THE REQUEST> Render every line of the items that follow as a numbered list, omitting any blank lines.

RECORDS PROVIDED>
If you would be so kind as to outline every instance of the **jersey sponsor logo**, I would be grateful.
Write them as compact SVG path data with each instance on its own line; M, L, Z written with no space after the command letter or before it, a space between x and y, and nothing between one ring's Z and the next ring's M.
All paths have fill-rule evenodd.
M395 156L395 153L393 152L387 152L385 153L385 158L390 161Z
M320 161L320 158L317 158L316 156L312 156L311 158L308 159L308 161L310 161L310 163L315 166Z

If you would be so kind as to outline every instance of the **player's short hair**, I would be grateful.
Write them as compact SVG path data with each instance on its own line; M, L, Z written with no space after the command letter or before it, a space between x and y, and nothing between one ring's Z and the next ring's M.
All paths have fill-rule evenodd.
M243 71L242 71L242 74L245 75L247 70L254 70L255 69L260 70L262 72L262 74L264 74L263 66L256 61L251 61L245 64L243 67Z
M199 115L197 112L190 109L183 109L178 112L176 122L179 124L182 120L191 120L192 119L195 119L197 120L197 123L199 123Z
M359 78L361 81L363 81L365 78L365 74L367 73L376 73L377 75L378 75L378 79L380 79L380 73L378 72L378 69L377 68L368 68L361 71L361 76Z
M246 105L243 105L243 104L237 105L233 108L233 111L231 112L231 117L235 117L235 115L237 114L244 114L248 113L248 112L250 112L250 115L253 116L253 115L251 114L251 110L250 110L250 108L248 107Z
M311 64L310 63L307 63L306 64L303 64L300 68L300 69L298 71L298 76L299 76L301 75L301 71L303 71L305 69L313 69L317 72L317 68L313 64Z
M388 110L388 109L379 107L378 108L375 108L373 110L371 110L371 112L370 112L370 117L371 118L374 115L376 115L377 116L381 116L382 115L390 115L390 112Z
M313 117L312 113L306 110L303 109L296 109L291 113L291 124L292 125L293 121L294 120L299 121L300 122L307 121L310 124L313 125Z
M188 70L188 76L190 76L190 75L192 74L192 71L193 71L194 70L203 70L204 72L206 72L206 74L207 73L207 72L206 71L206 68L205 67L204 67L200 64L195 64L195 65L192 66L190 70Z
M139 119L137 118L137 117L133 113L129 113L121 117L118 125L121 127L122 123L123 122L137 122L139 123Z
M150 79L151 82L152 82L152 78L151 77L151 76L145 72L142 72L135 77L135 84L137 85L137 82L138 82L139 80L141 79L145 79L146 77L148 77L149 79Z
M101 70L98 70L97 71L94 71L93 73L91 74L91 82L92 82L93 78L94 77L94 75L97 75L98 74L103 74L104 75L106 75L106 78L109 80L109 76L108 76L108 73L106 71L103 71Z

CORRECT RESULT>
1. If you would be so kind as to outline every instance of the **jersey sponsor logo**, I would be grateful.
2. Write them as compact SVG path data with each instance on its own line; M, L, Z written with no space after the command letter or before it, a space between x and y, and nothing between one ring's Z and the next ring's M.
3. All paths have fill-rule evenodd.
4. M395 156L395 153L393 152L387 152L385 153L385 158L390 161Z
5. M320 161L320 158L317 158L316 156L312 156L311 158L308 159L308 161L310 161L310 163L315 166Z
6. If you would be so kind as to outline every instance of the **player's short hair**, I would be grateful.
7. Write them as compact SVG path data with each instance on its own line; M, L, Z written with no space after the command letter or before it, a space between x and y, and nothing between one ring's Z and the next ring's M.
8. All paths have fill-rule evenodd.
9. M243 71L242 71L242 74L245 75L247 70L254 70L255 69L260 70L262 72L262 74L264 74L263 66L256 61L251 61L245 64L243 67Z
10. M199 115L197 112L190 109L183 109L178 112L176 122L179 124L182 120L191 120L192 119L195 119L197 120L197 123L199 123Z
11. M359 78L361 81L363 81L365 78L365 74L367 73L376 73L377 75L378 75L378 79L380 79L380 73L378 72L378 69L377 68L368 68L361 71L361 76Z
12. M246 105L243 105L243 104L237 105L233 108L233 111L231 112L231 117L235 117L235 115L237 114L244 114L248 113L248 112L250 112L250 115L253 116L253 115L251 114L251 110L250 110L250 108L248 107Z
13. M311 64L310 63L307 63L306 64L303 64L300 68L300 69L298 71L298 76L299 76L301 75L301 71L303 71L305 69L313 69L317 72L317 68L313 64Z
14. M388 110L388 109L379 107L378 108L375 108L373 110L371 110L371 112L370 112L370 117L371 118L374 115L376 115L377 116L381 116L382 115L390 115L390 112Z
15. M313 117L312 113L306 110L303 109L296 109L291 113L291 124L292 125L293 121L294 120L299 121L300 122L307 121L310 124L313 125Z
16. M188 70L188 76L190 76L190 75L192 74L192 71L193 71L194 70L203 70L204 72L206 72L206 74L207 73L207 72L206 71L206 68L205 67L204 67L200 64L195 64L195 65L192 66L190 70Z
17. M139 119L137 118L137 117L133 113L129 113L121 117L118 125L121 127L122 123L123 122L137 122L139 123Z
18. M150 79L151 82L152 82L152 78L151 77L151 76L145 72L142 72L135 77L135 84L137 85L137 82L138 82L139 80L141 79L145 79L146 77L148 77L149 79Z
19. M101 70L98 70L97 71L94 71L93 73L91 74L91 82L92 82L93 78L94 77L94 75L97 75L98 74L103 74L104 75L106 75L106 78L109 80L109 76L108 76L108 73L106 71L103 71Z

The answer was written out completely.